Records from a point annotation dataset
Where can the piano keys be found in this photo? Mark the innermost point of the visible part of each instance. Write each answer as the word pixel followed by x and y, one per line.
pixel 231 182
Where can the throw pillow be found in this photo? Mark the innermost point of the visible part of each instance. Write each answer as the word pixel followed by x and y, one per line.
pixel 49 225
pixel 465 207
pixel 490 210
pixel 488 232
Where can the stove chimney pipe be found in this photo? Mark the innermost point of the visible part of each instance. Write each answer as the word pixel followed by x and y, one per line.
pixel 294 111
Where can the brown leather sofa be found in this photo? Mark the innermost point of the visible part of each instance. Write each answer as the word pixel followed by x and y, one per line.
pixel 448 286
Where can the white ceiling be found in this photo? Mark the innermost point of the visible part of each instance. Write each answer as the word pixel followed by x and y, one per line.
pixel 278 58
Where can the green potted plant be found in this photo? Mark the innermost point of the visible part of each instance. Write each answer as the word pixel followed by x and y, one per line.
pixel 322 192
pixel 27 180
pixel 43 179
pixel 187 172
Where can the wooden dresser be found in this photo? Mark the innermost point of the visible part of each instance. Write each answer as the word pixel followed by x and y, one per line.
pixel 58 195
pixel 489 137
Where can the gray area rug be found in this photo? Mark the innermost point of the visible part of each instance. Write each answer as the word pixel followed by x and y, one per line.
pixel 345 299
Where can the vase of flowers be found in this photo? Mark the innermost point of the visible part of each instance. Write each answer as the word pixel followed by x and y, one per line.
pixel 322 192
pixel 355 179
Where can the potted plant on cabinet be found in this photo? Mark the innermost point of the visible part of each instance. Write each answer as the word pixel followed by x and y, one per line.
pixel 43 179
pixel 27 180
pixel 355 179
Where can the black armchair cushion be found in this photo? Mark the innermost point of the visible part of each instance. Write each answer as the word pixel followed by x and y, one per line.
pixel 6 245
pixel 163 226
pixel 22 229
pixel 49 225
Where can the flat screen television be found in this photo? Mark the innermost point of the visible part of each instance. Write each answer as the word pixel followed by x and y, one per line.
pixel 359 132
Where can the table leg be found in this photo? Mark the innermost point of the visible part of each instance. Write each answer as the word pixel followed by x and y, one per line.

#### Objective:
Output every line of the material above as a numbered list, omitting blank lines.

#### Expected answer:
1. Where can the piano keys be found in this photo? Mark the innermost point of the visible part of each instance. Write each answer as the word pixel followed by x and y, one per line.
2. pixel 231 182
3. Where can the throw pillow be found in this photo? Mark the innermost point of the visible part of each instance. Write each answer as the word pixel followed by x and y, one per line.
4. pixel 49 225
5. pixel 465 207
6. pixel 490 210
7. pixel 488 232
8. Where can the stove chimney pipe be found in this photo? Mark the innermost point of the visible part of each instance. Write each answer as the word pixel followed by x and y, one per line.
9. pixel 294 111
10. Where can the brown leather sofa be found in this photo? Mark the innermost point of the visible part of each instance. Write each answer as the word pixel followed by x and y, one per line.
11. pixel 448 286
12. Where can the white ceiling be found in this photo? Mark the innermost point of the visible part of each instance. Write each answer as the word pixel followed by x and y, one per line.
13. pixel 278 58
14. Where can the green potted plant be found in this photo? Mark the innermost point of the visible part of each instance. Write each answer as the word pixel followed by x and y, one per line.
15. pixel 322 192
16. pixel 27 180
17. pixel 43 179
18. pixel 187 172
19. Where can the wooden dresser be found in this photo? Mark the innermost point of the visible part of each instance. Write each answer as the word pixel followed by x and y, one per line.
20. pixel 58 195
21. pixel 489 137
22. Where can the gray area rug be found in this photo? Mark the innermost point of the visible part of each instance. Write each answer as the word pixel followed by x and y, one per line.
23. pixel 345 299
24. Where can the vase of flowers be found in this photo? Mark the innermost point of the visible part of each instance. Write each answer as the word pixel followed by x and y, one per line.
25. pixel 322 192
26. pixel 355 179
27. Where can the potted plant on cabinet be found in this photo? Mark the innermost point of the visible part of each instance. Write each answer as the word pixel followed by x and y, one per line.
28. pixel 43 179
29. pixel 27 180
30. pixel 355 179
31. Where can the black armchair cushion be found in this photo? Mark the innermost point of the visible part of each instance. Write each answer as the word pixel followed by x and y, one per line.
32. pixel 6 245
33. pixel 163 226
34. pixel 22 229
35. pixel 49 225
36. Where can the flat screen television be found in this photo? Mark the innermost point of the visible part of each instance. Write each answer as the word pixel followed by x and y, one per line.
37. pixel 359 132
38. Where can the table leg be found in this photo? Mark the innermost point of the visible part of each instance. Write each answer as the word pixel followed by x and y, one per line.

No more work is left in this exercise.